[Dataset records]
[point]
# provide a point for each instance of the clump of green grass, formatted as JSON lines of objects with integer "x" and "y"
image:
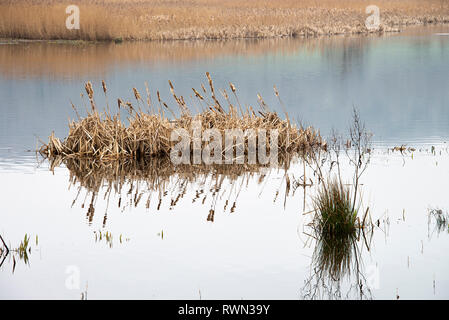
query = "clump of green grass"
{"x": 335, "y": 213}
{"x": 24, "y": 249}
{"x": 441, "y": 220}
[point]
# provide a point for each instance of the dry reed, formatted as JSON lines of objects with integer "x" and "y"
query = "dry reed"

--

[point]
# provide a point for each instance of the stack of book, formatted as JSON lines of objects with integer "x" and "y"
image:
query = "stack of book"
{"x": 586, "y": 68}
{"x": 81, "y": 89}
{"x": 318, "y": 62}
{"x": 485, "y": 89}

= JOB =
Extract each line of the data above that contains the string "clump", copying the lines in full.

= EXPECTED ANSWER =
# provide a point for each instance of the clump of green grass, formatted as JSON lines of objects with integer "x" and "y"
query = "clump of green grass"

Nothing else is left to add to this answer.